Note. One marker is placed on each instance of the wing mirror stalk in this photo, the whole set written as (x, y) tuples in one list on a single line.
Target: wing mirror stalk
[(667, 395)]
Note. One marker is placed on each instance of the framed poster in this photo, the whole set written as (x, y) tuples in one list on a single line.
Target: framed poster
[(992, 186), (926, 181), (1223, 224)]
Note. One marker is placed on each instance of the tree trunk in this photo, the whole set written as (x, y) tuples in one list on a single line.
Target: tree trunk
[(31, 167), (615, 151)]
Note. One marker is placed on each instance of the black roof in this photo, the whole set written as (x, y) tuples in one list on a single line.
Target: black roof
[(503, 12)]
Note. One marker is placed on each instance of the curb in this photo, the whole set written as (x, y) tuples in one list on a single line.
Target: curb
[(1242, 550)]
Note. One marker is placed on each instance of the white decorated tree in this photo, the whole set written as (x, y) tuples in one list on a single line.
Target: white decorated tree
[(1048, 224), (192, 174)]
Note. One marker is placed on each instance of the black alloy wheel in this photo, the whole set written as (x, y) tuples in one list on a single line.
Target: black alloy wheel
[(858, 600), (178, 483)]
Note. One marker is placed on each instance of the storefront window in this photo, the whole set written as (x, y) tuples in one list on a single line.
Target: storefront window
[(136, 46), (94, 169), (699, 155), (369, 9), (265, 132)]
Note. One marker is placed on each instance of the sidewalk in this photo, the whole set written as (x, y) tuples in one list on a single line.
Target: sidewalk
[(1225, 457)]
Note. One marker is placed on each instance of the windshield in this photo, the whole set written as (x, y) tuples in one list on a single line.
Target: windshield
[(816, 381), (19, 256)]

※ ※ ※

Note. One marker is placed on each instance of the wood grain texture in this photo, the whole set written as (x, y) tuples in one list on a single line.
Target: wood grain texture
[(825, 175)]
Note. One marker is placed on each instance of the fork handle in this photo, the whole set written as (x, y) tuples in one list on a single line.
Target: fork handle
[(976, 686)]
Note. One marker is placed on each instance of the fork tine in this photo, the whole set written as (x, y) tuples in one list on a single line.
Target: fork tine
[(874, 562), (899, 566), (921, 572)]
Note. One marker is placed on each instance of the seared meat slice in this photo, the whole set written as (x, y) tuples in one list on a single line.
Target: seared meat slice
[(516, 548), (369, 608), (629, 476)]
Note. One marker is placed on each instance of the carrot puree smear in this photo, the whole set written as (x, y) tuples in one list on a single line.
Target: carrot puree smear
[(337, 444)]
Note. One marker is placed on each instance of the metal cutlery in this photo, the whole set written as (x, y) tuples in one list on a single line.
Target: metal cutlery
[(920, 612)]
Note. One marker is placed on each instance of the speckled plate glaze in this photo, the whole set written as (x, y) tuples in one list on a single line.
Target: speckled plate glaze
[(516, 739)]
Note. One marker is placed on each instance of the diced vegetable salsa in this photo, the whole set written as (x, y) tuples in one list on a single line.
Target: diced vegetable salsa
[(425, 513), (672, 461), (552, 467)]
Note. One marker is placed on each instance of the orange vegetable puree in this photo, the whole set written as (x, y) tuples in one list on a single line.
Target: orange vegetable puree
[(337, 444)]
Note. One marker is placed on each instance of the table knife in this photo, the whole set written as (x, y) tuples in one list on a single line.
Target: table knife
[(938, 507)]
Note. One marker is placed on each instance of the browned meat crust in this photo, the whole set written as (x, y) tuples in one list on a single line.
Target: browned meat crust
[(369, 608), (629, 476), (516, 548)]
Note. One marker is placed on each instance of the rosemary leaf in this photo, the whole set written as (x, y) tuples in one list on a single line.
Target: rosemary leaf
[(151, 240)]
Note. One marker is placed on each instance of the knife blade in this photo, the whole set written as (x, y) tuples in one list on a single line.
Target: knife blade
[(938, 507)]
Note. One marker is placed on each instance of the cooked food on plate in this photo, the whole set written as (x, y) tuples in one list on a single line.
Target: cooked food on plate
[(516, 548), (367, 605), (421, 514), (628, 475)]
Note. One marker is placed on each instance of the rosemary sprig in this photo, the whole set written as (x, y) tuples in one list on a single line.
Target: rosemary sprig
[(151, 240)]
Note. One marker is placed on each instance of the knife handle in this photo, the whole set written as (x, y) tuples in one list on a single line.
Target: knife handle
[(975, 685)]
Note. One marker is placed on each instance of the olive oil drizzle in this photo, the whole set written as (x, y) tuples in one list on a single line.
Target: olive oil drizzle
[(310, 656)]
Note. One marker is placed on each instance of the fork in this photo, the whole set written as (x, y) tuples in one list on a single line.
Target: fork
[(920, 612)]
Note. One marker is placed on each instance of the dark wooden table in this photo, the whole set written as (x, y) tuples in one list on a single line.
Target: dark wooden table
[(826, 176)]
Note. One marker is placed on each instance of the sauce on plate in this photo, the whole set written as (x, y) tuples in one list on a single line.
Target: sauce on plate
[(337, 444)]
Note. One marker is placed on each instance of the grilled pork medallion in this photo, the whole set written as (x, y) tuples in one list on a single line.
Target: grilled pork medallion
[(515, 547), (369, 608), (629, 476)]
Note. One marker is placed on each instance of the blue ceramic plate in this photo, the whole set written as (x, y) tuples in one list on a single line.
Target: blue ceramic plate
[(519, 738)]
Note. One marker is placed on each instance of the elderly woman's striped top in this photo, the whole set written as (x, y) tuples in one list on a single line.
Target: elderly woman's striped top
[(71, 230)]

※ ※ ※

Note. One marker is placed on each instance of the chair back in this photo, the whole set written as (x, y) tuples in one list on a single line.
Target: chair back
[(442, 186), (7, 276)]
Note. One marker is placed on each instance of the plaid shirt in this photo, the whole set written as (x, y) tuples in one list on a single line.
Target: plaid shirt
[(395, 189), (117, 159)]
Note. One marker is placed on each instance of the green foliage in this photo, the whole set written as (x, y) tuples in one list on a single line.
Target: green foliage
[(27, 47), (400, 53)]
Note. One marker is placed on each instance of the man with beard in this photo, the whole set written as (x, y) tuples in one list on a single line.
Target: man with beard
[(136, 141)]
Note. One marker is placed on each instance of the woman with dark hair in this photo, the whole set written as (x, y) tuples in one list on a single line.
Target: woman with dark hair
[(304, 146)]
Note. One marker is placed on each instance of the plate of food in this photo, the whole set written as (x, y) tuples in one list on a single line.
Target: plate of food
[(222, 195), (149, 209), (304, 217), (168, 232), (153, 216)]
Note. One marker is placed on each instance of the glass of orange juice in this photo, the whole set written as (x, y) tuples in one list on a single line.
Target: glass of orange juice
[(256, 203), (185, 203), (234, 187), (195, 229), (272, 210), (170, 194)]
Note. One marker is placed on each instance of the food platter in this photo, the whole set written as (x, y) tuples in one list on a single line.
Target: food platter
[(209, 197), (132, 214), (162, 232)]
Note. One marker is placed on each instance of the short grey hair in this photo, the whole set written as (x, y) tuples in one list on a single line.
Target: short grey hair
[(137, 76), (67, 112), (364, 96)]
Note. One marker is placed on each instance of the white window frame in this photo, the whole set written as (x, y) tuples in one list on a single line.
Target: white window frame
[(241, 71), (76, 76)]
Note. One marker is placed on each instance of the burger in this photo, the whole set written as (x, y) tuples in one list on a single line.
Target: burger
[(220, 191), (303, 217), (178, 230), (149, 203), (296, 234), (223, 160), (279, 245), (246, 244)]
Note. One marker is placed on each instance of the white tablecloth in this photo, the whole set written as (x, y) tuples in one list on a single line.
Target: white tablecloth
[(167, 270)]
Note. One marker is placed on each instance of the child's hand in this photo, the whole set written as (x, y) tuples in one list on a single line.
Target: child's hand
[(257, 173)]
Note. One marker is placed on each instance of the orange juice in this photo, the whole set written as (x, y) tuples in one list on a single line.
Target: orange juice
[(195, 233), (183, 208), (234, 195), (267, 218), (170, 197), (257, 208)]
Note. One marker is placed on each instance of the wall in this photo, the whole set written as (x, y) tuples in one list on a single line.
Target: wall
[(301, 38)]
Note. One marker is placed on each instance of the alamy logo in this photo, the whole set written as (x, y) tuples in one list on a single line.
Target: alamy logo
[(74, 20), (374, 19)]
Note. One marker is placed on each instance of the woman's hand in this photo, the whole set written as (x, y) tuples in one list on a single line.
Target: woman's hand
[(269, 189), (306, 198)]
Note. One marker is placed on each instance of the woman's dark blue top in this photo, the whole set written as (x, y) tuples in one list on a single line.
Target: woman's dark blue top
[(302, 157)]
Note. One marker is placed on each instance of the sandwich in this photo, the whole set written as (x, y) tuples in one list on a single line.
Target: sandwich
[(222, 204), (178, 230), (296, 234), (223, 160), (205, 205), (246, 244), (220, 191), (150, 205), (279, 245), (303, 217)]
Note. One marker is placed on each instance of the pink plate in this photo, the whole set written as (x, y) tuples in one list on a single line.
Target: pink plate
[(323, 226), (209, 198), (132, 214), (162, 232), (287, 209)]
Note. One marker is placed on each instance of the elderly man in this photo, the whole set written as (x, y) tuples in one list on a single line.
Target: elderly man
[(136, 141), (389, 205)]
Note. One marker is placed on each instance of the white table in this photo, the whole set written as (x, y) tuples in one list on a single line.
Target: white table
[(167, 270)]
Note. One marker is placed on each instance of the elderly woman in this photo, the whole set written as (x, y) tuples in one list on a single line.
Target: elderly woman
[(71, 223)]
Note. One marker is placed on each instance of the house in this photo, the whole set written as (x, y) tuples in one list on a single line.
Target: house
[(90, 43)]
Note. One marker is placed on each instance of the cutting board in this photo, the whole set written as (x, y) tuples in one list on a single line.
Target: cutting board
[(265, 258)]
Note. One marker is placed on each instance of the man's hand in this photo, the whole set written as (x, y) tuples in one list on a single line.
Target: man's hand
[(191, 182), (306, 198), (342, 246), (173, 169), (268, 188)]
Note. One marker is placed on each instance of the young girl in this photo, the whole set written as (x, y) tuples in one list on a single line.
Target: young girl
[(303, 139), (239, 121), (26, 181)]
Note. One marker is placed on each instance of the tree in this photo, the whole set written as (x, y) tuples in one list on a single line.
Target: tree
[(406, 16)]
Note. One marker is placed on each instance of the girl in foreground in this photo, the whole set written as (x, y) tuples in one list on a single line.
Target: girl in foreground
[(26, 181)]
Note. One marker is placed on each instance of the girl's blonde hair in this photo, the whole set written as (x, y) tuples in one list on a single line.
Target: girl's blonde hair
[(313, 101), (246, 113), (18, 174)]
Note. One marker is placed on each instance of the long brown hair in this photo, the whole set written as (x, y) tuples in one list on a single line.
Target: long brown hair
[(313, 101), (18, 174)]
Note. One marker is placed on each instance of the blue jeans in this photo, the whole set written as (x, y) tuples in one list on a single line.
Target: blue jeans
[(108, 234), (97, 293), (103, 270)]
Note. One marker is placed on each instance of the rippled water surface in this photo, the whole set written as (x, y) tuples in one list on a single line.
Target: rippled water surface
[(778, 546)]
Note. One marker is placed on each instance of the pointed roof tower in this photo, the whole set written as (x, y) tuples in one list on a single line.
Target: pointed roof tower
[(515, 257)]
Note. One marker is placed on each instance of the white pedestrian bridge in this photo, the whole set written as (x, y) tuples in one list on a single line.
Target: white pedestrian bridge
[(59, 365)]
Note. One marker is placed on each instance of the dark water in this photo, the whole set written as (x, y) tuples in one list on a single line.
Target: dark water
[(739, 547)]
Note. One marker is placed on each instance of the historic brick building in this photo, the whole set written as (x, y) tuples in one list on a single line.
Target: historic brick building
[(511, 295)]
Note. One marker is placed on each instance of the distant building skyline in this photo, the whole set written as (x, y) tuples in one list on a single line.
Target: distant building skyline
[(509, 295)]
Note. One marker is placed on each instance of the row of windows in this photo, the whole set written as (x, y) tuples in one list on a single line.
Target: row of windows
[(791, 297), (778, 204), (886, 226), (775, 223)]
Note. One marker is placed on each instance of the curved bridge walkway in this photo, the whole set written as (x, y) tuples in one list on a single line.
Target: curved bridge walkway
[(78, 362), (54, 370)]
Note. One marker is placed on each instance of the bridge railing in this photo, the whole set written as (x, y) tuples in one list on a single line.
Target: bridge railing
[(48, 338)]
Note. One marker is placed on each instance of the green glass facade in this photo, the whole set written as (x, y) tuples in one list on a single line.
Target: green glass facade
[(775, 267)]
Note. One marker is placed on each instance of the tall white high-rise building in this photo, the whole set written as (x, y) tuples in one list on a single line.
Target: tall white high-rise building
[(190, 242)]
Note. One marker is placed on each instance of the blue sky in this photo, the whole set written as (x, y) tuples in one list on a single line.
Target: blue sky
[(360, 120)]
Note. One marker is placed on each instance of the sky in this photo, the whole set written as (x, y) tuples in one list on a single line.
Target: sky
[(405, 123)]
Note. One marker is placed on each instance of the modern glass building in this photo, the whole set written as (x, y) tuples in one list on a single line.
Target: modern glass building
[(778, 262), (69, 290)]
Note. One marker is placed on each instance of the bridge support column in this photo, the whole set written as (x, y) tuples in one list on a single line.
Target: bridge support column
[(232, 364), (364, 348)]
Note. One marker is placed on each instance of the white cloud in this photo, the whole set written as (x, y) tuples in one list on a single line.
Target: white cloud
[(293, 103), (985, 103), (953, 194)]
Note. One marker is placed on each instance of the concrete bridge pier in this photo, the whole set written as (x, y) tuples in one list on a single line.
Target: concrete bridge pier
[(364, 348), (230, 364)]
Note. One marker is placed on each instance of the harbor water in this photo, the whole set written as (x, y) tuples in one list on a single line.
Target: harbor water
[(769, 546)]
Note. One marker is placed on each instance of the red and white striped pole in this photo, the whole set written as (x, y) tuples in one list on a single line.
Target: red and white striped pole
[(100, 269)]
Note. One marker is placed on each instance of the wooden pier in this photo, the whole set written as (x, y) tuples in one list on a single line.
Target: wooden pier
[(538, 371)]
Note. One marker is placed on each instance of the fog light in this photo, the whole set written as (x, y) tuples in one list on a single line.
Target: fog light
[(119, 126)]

※ ※ ※

◆ GOAL
Copy the stretch of records from the line containing "the black roof" through the line containing "[(1048, 224), (192, 174)]", with both of those lines included, reproducing each line unchanged and nothing else.

◆ EXERCISE OUTPUT
Note. One marker is placed on each instance of the black roof in this photo, the whole set written as (x, y) tuples in one list on a single line.
Target: black roof
[(503, 12)]
Note. One marker is placed on each instance of the curb in this photo, the whole set written as (x, y) tuples in one list on a single line.
Target: curb
[(1242, 550)]
Note. One marker is placed on each instance of the white decorated tree in this photo, the whole set written as (x, y) tuples in one list on a single line.
Target: white decorated tree
[(1048, 224), (192, 174)]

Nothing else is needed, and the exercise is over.